THE PROBLEM
Reproduce the data from the line containing "Please provide the mask of every instance of the red" through the end of the data, inclusive, substituting "blue striped tie" for every occurrence of "red patterned tie" and leaving everything else unchanged.

◇ ◇ ◇ ◇

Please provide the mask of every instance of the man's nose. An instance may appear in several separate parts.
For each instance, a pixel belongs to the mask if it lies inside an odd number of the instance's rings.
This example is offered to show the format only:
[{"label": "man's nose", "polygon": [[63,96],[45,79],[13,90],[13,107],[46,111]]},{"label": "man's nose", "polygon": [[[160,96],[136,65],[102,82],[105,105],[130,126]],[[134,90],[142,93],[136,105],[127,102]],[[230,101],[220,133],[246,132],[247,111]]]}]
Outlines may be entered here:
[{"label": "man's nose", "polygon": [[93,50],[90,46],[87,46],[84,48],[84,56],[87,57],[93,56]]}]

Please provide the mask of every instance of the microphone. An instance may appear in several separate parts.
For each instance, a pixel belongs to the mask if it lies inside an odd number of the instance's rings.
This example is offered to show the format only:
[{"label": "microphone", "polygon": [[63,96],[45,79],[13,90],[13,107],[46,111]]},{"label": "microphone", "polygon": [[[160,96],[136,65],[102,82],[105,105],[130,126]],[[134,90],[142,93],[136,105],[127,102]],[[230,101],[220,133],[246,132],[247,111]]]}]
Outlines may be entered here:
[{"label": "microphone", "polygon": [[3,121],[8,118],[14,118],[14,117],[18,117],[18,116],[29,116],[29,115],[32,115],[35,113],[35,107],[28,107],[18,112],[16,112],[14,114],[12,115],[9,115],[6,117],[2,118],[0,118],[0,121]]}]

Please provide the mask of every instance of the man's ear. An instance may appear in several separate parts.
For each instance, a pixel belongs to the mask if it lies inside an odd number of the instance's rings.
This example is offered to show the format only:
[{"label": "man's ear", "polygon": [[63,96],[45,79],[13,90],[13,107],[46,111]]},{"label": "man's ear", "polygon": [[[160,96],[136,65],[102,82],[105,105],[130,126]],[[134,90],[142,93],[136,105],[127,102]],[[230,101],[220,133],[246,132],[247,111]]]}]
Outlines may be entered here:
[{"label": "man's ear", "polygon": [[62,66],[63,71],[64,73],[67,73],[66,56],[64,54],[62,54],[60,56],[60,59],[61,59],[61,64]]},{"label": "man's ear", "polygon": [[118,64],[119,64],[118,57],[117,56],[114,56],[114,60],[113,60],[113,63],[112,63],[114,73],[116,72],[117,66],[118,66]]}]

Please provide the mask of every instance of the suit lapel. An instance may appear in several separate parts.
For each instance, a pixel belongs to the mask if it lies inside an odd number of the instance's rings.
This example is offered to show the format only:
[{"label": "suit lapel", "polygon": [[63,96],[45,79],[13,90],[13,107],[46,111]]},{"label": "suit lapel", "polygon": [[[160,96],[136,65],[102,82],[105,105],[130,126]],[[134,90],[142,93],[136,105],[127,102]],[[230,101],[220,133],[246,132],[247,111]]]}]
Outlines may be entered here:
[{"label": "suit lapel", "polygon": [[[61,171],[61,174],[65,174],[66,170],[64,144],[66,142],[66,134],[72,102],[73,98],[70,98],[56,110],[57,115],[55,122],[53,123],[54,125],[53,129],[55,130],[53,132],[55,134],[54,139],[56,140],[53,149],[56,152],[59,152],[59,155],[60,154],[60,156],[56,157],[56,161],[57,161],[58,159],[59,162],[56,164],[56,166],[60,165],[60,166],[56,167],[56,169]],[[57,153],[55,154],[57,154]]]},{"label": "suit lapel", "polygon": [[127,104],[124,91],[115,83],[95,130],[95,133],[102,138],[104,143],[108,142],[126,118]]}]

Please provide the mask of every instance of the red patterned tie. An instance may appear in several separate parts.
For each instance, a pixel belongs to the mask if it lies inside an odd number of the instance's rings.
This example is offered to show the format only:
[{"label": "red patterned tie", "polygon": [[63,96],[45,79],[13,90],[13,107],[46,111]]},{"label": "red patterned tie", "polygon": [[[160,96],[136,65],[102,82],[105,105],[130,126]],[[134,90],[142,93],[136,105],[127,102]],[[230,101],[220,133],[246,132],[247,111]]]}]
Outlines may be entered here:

◇ ◇ ◇ ◇

OUTPUT BELOW
Please provide the mask of every instance of the blue striped tie. An instance may appear in several separate parts.
For each instance, a pixel belongs to the mask if it lies inside an odd number of the instance's rings.
This example is offered to show the format only:
[{"label": "blue striped tie", "polygon": [[63,96],[45,79],[13,90],[13,107],[46,111]]},{"label": "blue striped tie", "polygon": [[[160,96],[136,65],[102,82],[105,105],[130,126]],[[134,90],[142,93],[136,105],[127,102]],[[230,101],[220,133],[246,132],[247,111]]]}]
Outlines may be entered here:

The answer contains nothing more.